__Task objective__: Among the entries below, find the lines with the word "path" and copy them.

__Data section__:

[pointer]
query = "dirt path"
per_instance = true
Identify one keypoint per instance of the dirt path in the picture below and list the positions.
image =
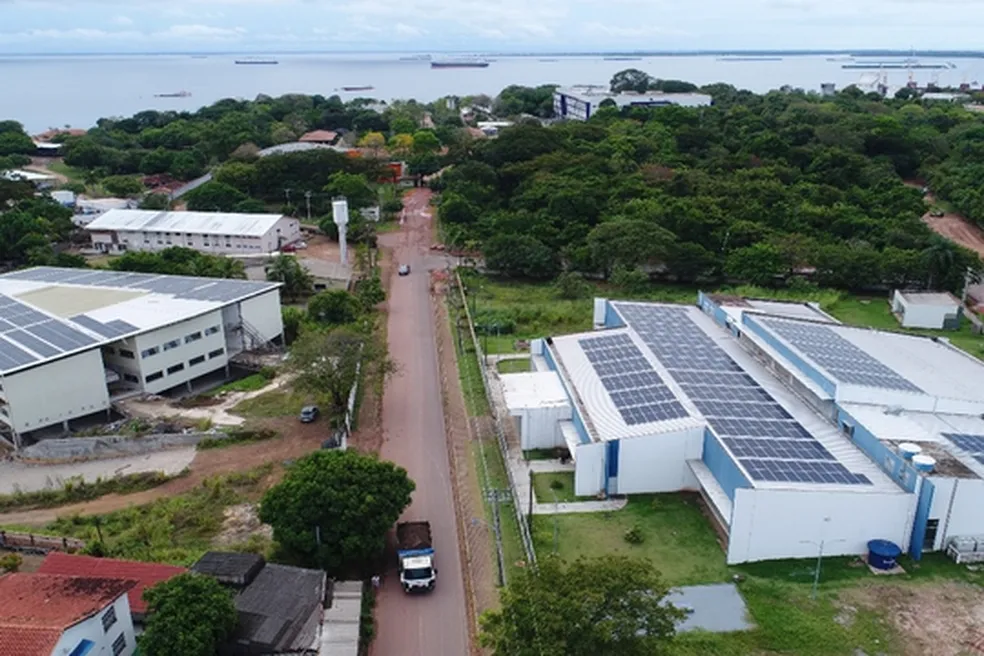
(298, 440)
(953, 226)
(414, 436)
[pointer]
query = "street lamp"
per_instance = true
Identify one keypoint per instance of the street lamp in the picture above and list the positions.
(820, 545)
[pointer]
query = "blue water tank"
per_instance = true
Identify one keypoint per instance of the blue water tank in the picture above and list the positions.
(882, 554)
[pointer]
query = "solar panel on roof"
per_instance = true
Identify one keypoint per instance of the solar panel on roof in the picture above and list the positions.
(758, 431)
(845, 361)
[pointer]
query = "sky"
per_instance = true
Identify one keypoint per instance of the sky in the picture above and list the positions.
(123, 26)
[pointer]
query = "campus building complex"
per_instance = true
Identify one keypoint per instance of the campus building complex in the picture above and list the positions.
(796, 430)
(73, 340)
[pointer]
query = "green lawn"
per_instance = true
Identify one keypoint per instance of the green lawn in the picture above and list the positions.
(877, 313)
(554, 486)
(517, 366)
(677, 537)
(276, 403)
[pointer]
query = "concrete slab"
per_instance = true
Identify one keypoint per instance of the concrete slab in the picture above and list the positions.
(718, 608)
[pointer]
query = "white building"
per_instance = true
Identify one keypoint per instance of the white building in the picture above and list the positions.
(73, 340)
(51, 615)
(117, 231)
(937, 310)
(39, 180)
(785, 421)
(579, 103)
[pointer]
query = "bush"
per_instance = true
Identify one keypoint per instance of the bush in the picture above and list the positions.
(10, 562)
(634, 535)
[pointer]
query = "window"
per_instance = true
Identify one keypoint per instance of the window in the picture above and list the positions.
(109, 618)
(929, 539)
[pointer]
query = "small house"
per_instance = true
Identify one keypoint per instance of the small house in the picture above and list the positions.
(935, 310)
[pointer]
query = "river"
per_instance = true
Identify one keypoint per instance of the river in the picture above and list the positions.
(54, 91)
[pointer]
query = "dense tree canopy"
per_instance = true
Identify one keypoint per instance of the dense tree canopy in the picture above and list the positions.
(334, 508)
(756, 188)
(607, 605)
(190, 614)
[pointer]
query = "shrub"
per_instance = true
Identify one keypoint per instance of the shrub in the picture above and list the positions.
(10, 562)
(634, 535)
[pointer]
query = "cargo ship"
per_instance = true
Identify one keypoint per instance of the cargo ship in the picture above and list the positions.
(459, 63)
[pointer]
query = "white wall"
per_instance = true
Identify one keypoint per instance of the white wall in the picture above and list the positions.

__Solution to the exercise__:
query = "dirt path"
Identify one keypoint per instance of the dirt path in the picture below and list the positions.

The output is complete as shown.